### The problem
Leave out the pictures and repeat the entries below verbatim.

### Data to examine
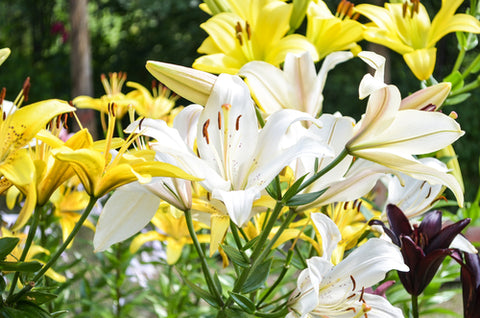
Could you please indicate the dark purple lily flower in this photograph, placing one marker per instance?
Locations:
(424, 246)
(470, 276)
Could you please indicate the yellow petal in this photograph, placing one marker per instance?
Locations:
(421, 62)
(218, 229)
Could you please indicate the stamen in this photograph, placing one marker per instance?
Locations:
(237, 122)
(205, 131)
(26, 88)
(353, 282)
(2, 95)
(248, 30)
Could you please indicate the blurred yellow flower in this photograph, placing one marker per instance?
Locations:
(330, 33)
(172, 229)
(34, 250)
(406, 29)
(156, 105)
(256, 30)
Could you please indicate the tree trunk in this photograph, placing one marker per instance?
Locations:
(81, 61)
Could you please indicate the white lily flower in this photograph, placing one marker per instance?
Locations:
(296, 87)
(390, 136)
(236, 160)
(325, 290)
(132, 206)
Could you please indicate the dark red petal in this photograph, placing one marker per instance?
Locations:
(398, 221)
(431, 224)
(446, 236)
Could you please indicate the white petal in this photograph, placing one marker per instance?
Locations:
(238, 203)
(329, 233)
(127, 211)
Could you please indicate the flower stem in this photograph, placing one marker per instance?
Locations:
(198, 247)
(26, 248)
(415, 306)
(28, 287)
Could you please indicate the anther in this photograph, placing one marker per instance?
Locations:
(140, 123)
(205, 131)
(26, 88)
(237, 123)
(248, 30)
(2, 95)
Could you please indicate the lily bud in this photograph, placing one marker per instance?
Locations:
(4, 53)
(432, 95)
(189, 83)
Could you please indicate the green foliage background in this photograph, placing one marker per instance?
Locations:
(127, 33)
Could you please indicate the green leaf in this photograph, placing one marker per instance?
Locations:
(20, 266)
(201, 293)
(246, 304)
(456, 79)
(257, 277)
(235, 256)
(304, 198)
(293, 189)
(38, 298)
(7, 244)
(217, 283)
(457, 99)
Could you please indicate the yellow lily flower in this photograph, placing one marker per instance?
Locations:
(330, 33)
(254, 31)
(34, 250)
(113, 89)
(156, 106)
(407, 30)
(68, 201)
(174, 231)
(100, 174)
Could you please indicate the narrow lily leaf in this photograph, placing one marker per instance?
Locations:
(7, 244)
(244, 303)
(258, 277)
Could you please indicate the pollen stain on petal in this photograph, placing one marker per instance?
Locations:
(205, 130)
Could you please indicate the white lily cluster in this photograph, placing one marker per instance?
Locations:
(221, 141)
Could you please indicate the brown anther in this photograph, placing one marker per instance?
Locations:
(65, 118)
(237, 123)
(361, 295)
(429, 192)
(353, 282)
(140, 123)
(205, 131)
(2, 95)
(359, 205)
(59, 122)
(26, 88)
(238, 27)
(248, 30)
(239, 38)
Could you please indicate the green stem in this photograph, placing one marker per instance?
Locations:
(198, 247)
(277, 282)
(26, 248)
(322, 172)
(415, 306)
(57, 254)
(459, 60)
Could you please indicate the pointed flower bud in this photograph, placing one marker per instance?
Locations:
(189, 83)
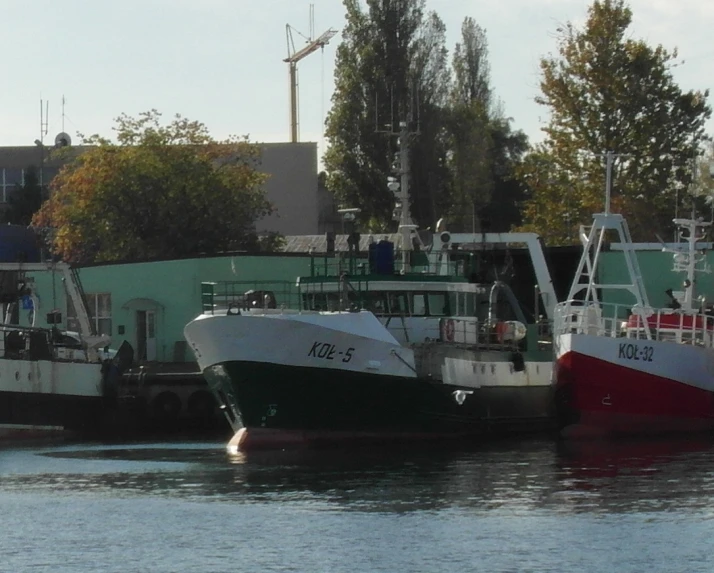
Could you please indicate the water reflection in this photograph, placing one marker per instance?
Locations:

### Result
Could you please indicate the dark purple lily flower in this photograph, placing one marker per instance?
Locations:
(424, 246)
(470, 276)
Could you please indicate the yellow petal in this photograph, placing one marker per instance?
Locations:
(421, 62)
(218, 229)
Could you please indicate the stamen in this photograph, placing one marker per instance?
Locations:
(237, 122)
(205, 131)
(26, 88)
(353, 282)
(2, 95)
(248, 30)
Could you please indicate the blurred yellow flower in this photograph, placing one marker per instance?
Locations:
(330, 33)
(172, 229)
(34, 250)
(406, 29)
(156, 105)
(256, 30)
Could you please indicate the tree trunk in this photograph, placing one marker per instance?
Locations:
(81, 61)
Could you please indicate the white lily flower in this photograph, placing one marker per instance?
Locations:
(296, 87)
(390, 136)
(236, 160)
(325, 290)
(132, 206)
Could you please indicate the dark red petal in this photograph, placing one marker per instance?
Locations:
(398, 221)
(431, 224)
(446, 236)
Could you please indicate the white petal in this photograph, placing one marker per instance?
Locations:
(238, 203)
(329, 233)
(127, 211)
Could you please indicate the flower stem in this photograph, placing one marker per instance?
Locations:
(198, 247)
(26, 248)
(415, 306)
(28, 287)
Could you please indicate the anther in this photograph, placing one marker per instance?
Locations:
(140, 123)
(205, 131)
(26, 88)
(237, 123)
(248, 30)
(2, 95)
Could you please indicate the lily bud in this photograph, placing one marker per instance?
Locations:
(4, 53)
(432, 95)
(189, 83)
Could you please indicate the green foliage background in this photograph, placing one marker per instance?
Locations:
(127, 33)
Could you please indicate the green leaf in this photograph, placing one marker per instance?
Locations:
(20, 266)
(201, 293)
(246, 304)
(456, 79)
(257, 277)
(235, 256)
(304, 198)
(293, 189)
(38, 298)
(7, 244)
(217, 283)
(457, 99)
Could you please indicate the yellow lily flower in this photograph, placing one marker per instance?
Locations:
(330, 33)
(254, 31)
(34, 250)
(113, 89)
(156, 106)
(407, 30)
(68, 201)
(174, 231)
(100, 174)
Could you please indicate the narrow lily leaf in this photograph, placing one marker per instance?
Locations:
(7, 244)
(244, 303)
(258, 277)
Could you please indicate the pollen stain on petal in this photograph, placing one marker per instance?
Locations:
(205, 130)
Could you please indicate the white lily cluster in this photograph, placing one marker per instance?
Locations:
(221, 141)
Could you please indicate the brown anther in this photograph, placing one marker per instance?
Locations:
(65, 118)
(237, 123)
(361, 295)
(429, 192)
(353, 282)
(140, 123)
(205, 131)
(2, 95)
(359, 205)
(59, 122)
(26, 88)
(238, 27)
(248, 30)
(239, 38)
Could you please indicate the green stem in this photograph, placing one marker per instance?
Locations:
(198, 247)
(277, 282)
(26, 248)
(322, 172)
(415, 306)
(57, 254)
(459, 60)
Could you please indicate the pointed flower bud in this photograph, placing one marker per instance?
Locations:
(189, 83)
Could you please indicate the water reflection in this photograph, placing one marker per instance?
Locations:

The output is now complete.